EXERCISE DIRECTIONS:
Using the material that follows, identify and copy each line with the string "feathers".

PROVIDED DATA:
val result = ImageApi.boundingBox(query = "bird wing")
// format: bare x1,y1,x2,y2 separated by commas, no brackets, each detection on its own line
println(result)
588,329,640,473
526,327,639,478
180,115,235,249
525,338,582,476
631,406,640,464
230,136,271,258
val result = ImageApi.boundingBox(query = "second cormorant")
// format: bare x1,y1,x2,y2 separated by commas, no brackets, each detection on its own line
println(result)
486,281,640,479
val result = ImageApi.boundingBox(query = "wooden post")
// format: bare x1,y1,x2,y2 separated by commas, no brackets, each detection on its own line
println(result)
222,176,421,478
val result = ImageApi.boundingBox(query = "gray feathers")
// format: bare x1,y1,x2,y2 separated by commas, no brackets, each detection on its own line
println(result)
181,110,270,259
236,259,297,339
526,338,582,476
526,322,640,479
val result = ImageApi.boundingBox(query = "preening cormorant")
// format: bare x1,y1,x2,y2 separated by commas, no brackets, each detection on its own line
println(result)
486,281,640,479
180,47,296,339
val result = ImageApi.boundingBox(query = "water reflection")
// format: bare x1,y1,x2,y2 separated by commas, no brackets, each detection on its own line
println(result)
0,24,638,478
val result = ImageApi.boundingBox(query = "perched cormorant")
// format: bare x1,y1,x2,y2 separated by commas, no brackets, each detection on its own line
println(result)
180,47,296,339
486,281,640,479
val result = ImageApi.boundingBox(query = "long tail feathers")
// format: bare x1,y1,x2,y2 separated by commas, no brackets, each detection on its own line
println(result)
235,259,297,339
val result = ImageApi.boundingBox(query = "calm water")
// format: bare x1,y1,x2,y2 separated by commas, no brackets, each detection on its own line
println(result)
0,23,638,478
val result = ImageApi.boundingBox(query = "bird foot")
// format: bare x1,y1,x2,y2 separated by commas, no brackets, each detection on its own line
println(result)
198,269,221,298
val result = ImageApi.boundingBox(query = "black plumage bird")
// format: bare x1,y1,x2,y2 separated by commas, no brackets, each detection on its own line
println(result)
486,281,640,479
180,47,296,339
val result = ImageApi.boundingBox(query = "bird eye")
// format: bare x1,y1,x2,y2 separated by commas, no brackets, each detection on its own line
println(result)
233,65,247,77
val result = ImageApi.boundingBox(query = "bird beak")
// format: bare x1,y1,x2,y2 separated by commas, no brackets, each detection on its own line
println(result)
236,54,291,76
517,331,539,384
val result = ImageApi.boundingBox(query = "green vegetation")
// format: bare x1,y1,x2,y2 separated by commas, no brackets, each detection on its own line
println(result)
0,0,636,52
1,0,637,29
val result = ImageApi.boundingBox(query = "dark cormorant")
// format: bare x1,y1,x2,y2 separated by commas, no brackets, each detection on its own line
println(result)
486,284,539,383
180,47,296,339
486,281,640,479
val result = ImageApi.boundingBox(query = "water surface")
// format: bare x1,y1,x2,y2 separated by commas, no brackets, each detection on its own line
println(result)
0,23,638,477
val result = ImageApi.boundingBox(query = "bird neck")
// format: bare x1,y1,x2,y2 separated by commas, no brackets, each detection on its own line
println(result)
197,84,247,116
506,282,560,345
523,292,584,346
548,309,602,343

==

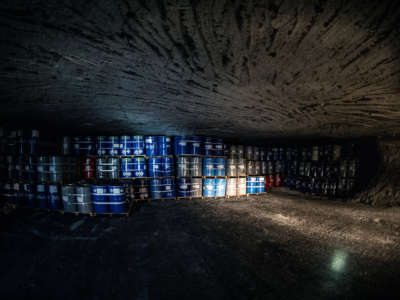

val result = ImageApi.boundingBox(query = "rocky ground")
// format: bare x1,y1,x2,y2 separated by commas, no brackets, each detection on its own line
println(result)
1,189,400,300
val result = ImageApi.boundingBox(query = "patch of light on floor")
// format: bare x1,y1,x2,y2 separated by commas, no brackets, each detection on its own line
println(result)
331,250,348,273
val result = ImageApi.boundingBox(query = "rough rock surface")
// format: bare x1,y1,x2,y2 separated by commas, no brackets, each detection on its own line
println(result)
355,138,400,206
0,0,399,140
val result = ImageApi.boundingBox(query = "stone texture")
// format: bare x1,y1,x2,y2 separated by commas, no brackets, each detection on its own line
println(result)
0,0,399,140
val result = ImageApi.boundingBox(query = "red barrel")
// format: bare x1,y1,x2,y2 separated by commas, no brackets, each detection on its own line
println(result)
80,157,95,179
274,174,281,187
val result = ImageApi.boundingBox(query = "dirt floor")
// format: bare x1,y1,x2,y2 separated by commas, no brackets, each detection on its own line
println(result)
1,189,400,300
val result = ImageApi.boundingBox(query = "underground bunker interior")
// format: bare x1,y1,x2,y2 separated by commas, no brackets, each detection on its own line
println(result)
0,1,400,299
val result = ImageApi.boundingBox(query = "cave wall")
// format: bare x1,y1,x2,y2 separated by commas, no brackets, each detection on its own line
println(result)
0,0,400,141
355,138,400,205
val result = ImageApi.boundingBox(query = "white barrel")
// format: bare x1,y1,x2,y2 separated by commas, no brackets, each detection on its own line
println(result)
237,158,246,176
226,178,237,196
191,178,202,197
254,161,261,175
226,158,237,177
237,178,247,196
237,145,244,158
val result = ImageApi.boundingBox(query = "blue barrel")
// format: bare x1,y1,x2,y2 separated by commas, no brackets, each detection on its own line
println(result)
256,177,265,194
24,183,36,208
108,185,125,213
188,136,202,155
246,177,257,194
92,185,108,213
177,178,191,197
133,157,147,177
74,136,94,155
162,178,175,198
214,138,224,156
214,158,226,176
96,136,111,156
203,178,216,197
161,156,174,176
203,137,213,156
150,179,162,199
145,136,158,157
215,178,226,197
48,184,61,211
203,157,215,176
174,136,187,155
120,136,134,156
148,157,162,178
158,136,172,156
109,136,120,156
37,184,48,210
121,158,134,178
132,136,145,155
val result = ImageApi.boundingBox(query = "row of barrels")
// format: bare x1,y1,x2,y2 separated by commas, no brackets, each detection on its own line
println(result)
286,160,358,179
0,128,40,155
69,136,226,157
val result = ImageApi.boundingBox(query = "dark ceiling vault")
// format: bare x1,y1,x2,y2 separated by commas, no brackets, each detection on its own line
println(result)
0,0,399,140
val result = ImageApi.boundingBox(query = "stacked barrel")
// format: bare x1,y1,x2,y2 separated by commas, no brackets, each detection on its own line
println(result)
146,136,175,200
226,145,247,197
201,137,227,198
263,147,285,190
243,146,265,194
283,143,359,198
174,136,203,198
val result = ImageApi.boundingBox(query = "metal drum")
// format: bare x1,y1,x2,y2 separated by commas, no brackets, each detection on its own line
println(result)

---

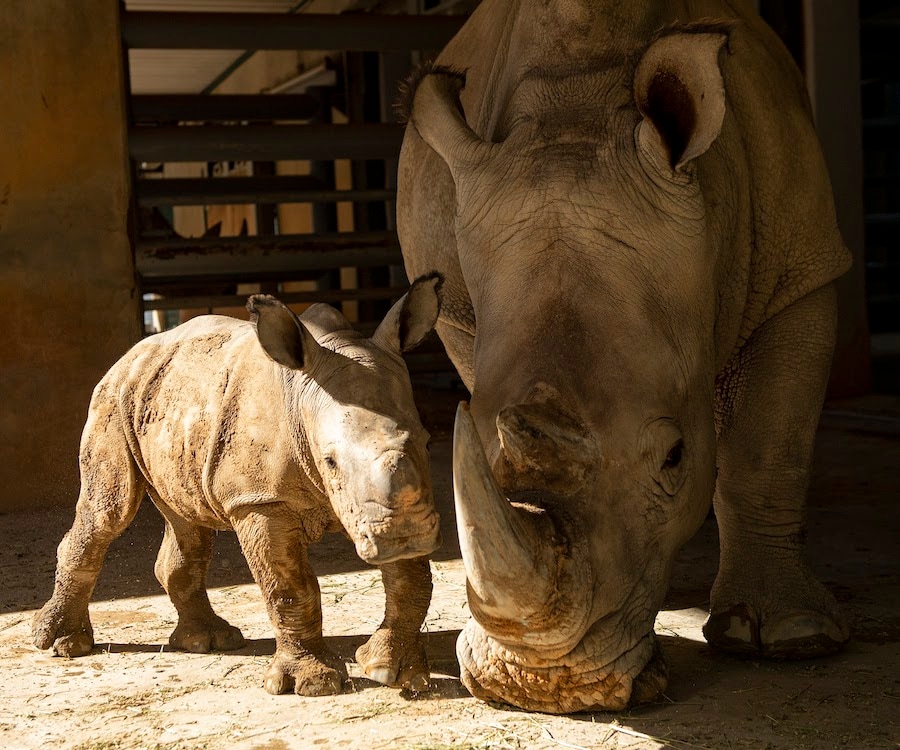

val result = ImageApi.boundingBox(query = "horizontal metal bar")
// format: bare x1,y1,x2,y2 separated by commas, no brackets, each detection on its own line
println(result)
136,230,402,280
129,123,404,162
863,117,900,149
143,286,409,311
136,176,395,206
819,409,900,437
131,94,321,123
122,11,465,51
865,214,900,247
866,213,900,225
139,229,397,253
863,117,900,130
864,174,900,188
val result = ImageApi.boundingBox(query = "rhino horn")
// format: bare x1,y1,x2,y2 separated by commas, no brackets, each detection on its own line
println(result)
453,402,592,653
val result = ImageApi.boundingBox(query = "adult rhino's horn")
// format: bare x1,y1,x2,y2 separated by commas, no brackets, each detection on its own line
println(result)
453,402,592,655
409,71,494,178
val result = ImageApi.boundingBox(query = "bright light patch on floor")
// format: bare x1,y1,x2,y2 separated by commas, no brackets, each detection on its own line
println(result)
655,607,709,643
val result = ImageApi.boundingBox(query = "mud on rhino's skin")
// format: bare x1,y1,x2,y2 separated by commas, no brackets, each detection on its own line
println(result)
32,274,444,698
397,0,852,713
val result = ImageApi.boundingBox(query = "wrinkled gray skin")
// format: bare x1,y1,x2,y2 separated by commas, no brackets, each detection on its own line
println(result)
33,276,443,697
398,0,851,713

TASK SOLUTION:
val result = ImageApi.boundingBox(query = "gray feathers")
val result = ImageApi.boundingBox(query = "long tail feathers")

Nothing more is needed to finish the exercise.